• [AIM OF THE TASK]:
Copy every record that follows, word for word.

• [GIVEN DATA]:
=== Section Start ===

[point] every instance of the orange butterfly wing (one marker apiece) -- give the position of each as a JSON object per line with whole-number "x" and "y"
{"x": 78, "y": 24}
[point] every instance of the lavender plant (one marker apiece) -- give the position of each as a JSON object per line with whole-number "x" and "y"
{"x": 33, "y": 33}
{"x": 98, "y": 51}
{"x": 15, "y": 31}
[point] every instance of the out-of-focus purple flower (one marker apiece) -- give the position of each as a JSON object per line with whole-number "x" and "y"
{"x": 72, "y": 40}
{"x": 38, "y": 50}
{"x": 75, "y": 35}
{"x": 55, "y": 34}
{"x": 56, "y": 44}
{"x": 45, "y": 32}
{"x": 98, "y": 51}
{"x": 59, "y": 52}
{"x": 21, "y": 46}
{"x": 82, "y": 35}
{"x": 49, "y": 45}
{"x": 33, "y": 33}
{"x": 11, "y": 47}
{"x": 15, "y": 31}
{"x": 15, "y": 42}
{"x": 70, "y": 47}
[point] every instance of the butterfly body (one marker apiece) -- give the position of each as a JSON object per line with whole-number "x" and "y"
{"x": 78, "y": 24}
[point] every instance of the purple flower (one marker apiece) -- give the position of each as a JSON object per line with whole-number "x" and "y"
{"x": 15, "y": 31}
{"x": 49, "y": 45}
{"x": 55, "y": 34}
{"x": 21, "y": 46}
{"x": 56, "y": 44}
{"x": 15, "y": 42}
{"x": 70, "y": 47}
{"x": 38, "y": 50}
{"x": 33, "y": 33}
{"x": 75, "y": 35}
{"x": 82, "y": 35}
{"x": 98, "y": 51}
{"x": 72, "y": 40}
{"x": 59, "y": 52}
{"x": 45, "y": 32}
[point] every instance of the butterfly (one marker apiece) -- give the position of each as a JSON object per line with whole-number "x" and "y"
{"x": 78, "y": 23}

=== Section End ===

• [WORKED SOLUTION]:
[point] every instance of the orange butterfly wing (one marker apiece) -- give the position of each as a JSON object per line with whole-number "x" and "y"
{"x": 78, "y": 24}
[point] every instance of the lavender plant (one marker apiece) -- give the position of each as a JSON object per line with whole-number "x" and "y"
{"x": 33, "y": 33}
{"x": 98, "y": 51}
{"x": 15, "y": 31}
[point] every instance of the out-of-focus purple flower (one marker apiece) -- give the position of each as a JSON object per line with whole-number "x" and "y"
{"x": 72, "y": 40}
{"x": 38, "y": 50}
{"x": 75, "y": 35}
{"x": 55, "y": 34}
{"x": 56, "y": 44}
{"x": 45, "y": 32}
{"x": 98, "y": 51}
{"x": 59, "y": 52}
{"x": 21, "y": 46}
{"x": 82, "y": 35}
{"x": 49, "y": 45}
{"x": 33, "y": 33}
{"x": 11, "y": 47}
{"x": 15, "y": 31}
{"x": 15, "y": 42}
{"x": 70, "y": 47}
[point] every instance of the butterfly body (one marker apiece) -- give the position of each as a JSON object per line with whole-number "x" and "y"
{"x": 78, "y": 24}
[point] every instance of the purple flower (one marker apiece) -- give the position of each as a JSON object per line with whole-number "x" and "y"
{"x": 15, "y": 31}
{"x": 49, "y": 45}
{"x": 55, "y": 34}
{"x": 21, "y": 46}
{"x": 56, "y": 44}
{"x": 15, "y": 42}
{"x": 70, "y": 47}
{"x": 38, "y": 50}
{"x": 33, "y": 33}
{"x": 75, "y": 35}
{"x": 82, "y": 35}
{"x": 98, "y": 51}
{"x": 72, "y": 40}
{"x": 59, "y": 52}
{"x": 45, "y": 32}
[point] every instance of the butterfly (one marker apiece) -- give the position of each as a JSON object per line with whole-number "x" and "y"
{"x": 78, "y": 23}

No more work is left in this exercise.